■ WHAT THE EXERCISE ASKS ■
Print the records below word for word, starting at the line that contains "Place one point on every instance of the stone step" and ending with the last line of the records.

+===+

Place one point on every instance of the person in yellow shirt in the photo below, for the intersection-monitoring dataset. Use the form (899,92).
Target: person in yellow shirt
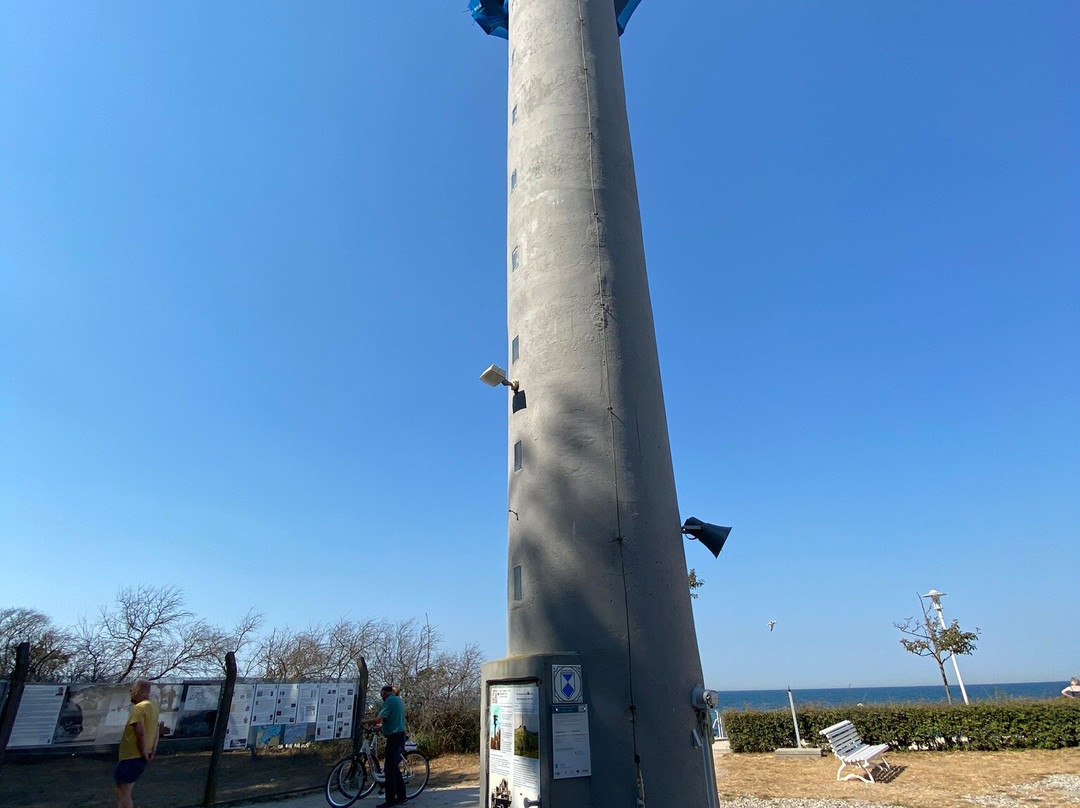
(138,743)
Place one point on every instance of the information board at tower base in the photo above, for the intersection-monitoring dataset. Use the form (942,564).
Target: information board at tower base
(569,740)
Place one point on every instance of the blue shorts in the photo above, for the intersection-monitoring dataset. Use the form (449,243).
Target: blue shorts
(129,771)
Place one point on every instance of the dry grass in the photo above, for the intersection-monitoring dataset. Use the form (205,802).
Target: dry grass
(920,780)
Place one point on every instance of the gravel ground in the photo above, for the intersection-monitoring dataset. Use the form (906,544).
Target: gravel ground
(1055,790)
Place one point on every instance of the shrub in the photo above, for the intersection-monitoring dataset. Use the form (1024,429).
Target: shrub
(984,726)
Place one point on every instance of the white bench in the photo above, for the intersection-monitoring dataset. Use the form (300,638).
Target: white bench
(849,748)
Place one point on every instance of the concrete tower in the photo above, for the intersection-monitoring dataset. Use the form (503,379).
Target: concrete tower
(597,573)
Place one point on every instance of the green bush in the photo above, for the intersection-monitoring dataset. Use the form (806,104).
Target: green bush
(445,728)
(984,726)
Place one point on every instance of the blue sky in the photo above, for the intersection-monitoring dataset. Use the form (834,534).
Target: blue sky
(252,261)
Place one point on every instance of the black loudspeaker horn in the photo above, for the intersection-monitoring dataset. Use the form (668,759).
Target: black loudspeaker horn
(712,536)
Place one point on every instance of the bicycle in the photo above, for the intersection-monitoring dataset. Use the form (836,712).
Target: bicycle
(356,776)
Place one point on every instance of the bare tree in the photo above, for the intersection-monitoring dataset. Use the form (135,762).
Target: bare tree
(50,646)
(927,638)
(148,633)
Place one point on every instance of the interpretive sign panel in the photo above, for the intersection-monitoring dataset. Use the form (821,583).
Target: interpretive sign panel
(513,739)
(240,716)
(569,740)
(96,714)
(38,712)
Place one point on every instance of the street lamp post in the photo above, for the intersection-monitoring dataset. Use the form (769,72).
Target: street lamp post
(935,597)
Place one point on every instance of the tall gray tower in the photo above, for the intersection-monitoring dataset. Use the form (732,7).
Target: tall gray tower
(604,660)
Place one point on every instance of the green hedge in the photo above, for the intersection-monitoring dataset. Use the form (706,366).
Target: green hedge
(985,726)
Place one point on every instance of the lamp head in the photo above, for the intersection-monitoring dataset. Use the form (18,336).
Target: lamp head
(712,536)
(494,376)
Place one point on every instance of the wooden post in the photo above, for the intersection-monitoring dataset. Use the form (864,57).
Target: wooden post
(14,695)
(220,727)
(360,707)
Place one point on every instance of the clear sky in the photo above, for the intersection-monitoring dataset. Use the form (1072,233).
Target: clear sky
(252,263)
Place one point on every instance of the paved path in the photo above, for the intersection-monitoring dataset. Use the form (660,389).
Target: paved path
(461,796)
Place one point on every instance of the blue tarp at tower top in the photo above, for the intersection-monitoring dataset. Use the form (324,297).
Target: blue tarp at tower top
(494,15)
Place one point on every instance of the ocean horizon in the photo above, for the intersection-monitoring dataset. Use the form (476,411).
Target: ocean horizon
(912,695)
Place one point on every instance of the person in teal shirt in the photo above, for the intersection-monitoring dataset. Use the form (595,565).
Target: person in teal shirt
(391,722)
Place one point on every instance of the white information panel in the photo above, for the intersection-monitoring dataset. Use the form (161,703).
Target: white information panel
(265,704)
(513,739)
(38,712)
(347,697)
(569,734)
(240,716)
(286,704)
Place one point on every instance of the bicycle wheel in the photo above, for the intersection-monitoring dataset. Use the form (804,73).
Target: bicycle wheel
(415,770)
(346,782)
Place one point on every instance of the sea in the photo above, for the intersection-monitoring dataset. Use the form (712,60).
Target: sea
(852,695)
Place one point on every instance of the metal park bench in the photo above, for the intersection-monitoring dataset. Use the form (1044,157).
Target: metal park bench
(849,748)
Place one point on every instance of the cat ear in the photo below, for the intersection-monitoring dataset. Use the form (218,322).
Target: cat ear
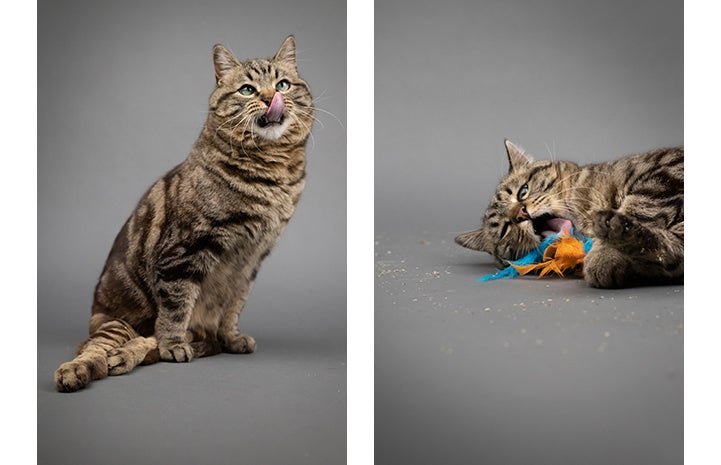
(286,53)
(223,61)
(516,156)
(471,240)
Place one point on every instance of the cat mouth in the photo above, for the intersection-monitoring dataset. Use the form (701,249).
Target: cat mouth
(275,114)
(547,224)
(265,122)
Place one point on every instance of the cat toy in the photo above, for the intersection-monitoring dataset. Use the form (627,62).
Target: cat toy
(557,253)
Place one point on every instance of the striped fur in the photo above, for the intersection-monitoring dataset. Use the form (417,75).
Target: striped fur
(182,266)
(631,207)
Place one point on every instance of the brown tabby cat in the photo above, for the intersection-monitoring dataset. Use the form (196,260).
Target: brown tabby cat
(181,268)
(631,207)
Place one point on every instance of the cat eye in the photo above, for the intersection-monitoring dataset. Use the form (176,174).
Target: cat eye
(523,192)
(504,230)
(246,90)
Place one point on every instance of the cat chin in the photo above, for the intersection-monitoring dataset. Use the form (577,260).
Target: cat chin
(272,131)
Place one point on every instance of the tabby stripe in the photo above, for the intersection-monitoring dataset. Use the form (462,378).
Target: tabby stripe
(537,169)
(236,218)
(228,178)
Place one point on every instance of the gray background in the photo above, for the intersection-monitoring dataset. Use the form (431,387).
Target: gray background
(521,371)
(122,92)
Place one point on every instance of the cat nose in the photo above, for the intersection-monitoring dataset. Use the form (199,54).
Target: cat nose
(266,96)
(520,213)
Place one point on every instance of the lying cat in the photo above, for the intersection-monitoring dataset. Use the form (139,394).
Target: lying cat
(631,207)
(181,268)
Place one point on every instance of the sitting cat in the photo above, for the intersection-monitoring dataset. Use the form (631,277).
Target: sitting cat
(181,268)
(631,207)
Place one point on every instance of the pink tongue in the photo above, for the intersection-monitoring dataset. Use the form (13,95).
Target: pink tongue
(560,225)
(275,109)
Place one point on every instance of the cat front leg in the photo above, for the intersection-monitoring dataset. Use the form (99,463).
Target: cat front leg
(606,267)
(177,300)
(231,339)
(124,359)
(624,233)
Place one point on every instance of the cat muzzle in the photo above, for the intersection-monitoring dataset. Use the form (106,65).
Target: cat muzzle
(275,112)
(547,224)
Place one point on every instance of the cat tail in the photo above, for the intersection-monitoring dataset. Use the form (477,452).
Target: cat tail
(113,348)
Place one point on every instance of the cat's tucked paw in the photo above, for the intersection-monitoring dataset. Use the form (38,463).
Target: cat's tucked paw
(71,377)
(601,269)
(120,361)
(181,352)
(622,231)
(241,344)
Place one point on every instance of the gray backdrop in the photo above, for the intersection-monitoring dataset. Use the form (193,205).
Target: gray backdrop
(521,371)
(122,92)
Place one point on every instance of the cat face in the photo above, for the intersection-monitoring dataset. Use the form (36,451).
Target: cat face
(528,206)
(261,101)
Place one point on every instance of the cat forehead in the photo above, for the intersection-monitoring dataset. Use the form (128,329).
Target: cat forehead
(262,69)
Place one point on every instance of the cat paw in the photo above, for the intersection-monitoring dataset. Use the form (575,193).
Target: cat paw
(120,362)
(240,344)
(602,270)
(621,231)
(176,352)
(72,376)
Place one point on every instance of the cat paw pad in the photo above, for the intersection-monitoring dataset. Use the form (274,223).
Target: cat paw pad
(72,376)
(241,344)
(176,352)
(119,362)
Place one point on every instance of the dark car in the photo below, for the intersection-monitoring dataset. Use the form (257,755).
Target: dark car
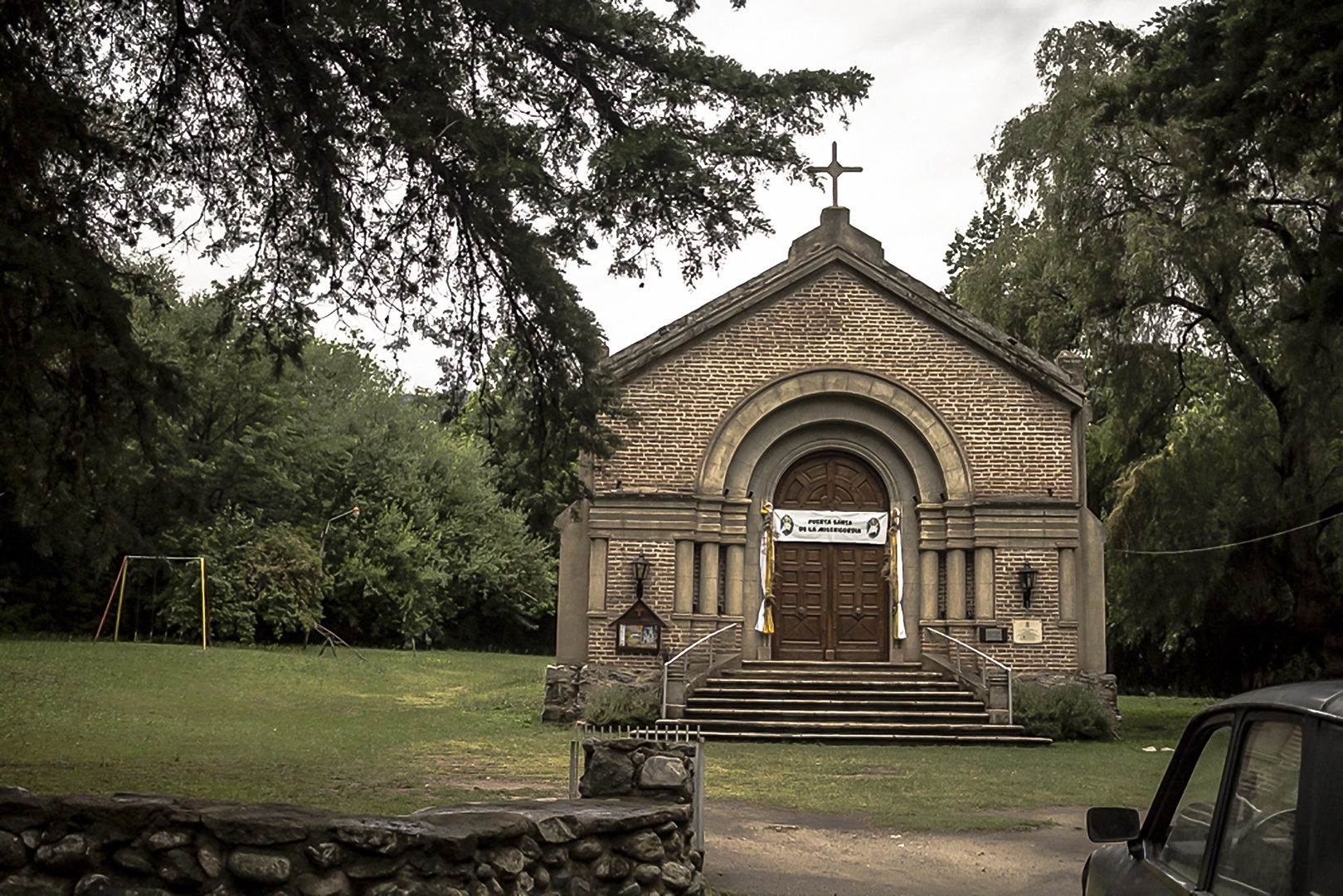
(1251,805)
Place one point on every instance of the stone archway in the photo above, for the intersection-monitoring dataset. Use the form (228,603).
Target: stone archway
(831,598)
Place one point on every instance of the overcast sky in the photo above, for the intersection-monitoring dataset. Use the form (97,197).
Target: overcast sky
(947,73)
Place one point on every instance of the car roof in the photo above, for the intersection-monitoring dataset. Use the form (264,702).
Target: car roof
(1315,698)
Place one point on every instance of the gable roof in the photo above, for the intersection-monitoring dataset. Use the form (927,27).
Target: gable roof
(839,243)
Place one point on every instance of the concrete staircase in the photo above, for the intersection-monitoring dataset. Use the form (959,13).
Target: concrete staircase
(844,703)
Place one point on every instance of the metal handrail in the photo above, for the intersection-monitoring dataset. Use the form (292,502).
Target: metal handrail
(685,661)
(983,668)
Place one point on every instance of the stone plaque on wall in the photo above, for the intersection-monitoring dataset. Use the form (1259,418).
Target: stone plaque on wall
(1028,631)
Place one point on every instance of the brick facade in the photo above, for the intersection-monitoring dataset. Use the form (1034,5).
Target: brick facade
(978,442)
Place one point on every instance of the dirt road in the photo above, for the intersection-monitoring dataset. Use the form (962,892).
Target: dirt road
(768,852)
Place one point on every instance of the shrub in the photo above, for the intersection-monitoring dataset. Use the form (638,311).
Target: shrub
(624,705)
(1068,712)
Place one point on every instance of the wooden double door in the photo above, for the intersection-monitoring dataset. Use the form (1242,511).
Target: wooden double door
(831,599)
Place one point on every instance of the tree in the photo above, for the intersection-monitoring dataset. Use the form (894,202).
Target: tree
(1173,210)
(429,164)
(262,462)
(536,437)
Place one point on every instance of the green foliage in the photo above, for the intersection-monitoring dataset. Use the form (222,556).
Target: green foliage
(250,466)
(1067,712)
(429,168)
(1171,212)
(405,731)
(616,705)
(536,434)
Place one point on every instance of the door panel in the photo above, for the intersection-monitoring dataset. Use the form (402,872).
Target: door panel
(833,602)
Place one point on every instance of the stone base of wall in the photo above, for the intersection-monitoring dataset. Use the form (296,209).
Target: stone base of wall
(152,845)
(1103,685)
(568,688)
(635,767)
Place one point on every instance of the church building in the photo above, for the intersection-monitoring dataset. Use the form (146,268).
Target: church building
(850,448)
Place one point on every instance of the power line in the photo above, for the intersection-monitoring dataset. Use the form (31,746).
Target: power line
(1234,544)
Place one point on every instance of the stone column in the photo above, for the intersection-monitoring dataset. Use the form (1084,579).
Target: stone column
(683,599)
(735,586)
(955,583)
(596,575)
(985,589)
(1068,583)
(709,578)
(571,614)
(928,585)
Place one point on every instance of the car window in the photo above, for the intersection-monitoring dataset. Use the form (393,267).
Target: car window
(1326,828)
(1258,835)
(1188,837)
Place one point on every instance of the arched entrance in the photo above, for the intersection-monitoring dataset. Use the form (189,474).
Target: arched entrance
(831,598)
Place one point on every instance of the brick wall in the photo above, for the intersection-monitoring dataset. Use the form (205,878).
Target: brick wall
(1015,437)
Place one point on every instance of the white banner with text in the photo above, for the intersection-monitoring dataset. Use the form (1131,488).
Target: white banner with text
(864,527)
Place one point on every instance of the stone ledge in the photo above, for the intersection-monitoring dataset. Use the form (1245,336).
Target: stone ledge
(153,845)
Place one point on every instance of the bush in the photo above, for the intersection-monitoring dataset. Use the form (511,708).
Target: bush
(1068,712)
(624,707)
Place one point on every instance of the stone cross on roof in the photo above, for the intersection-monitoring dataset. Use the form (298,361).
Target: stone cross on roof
(835,169)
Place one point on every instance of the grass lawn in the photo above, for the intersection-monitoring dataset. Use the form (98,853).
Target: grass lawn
(405,731)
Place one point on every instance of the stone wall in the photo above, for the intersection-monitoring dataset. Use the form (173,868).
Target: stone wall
(568,688)
(154,845)
(1103,685)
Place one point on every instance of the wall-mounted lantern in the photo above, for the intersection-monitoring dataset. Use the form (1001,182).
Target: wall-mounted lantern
(641,571)
(1028,583)
(638,629)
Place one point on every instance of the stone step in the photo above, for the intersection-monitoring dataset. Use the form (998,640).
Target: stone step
(833,716)
(878,738)
(722,704)
(752,688)
(844,703)
(821,679)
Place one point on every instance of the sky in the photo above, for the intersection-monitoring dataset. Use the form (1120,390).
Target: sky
(947,73)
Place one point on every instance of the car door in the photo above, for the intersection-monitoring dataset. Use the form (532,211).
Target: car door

+===+

■ WORKED ANSWER ■
Place one point on every instance of the stone step in the photo above, for the intersection-monitoring dataset. Use the form (998,640).
Target: stone step
(833,716)
(878,738)
(722,704)
(752,688)
(844,703)
(821,679)
Place one point on every instance of the sky in the photo above, for the intersection-monitoring dataset. Use the form (1120,390).
Target: sky
(947,73)
Place one point on every instance of the car door in the photo above, for the intersection-monitoring dataset. Use the form (532,211).
Target: car door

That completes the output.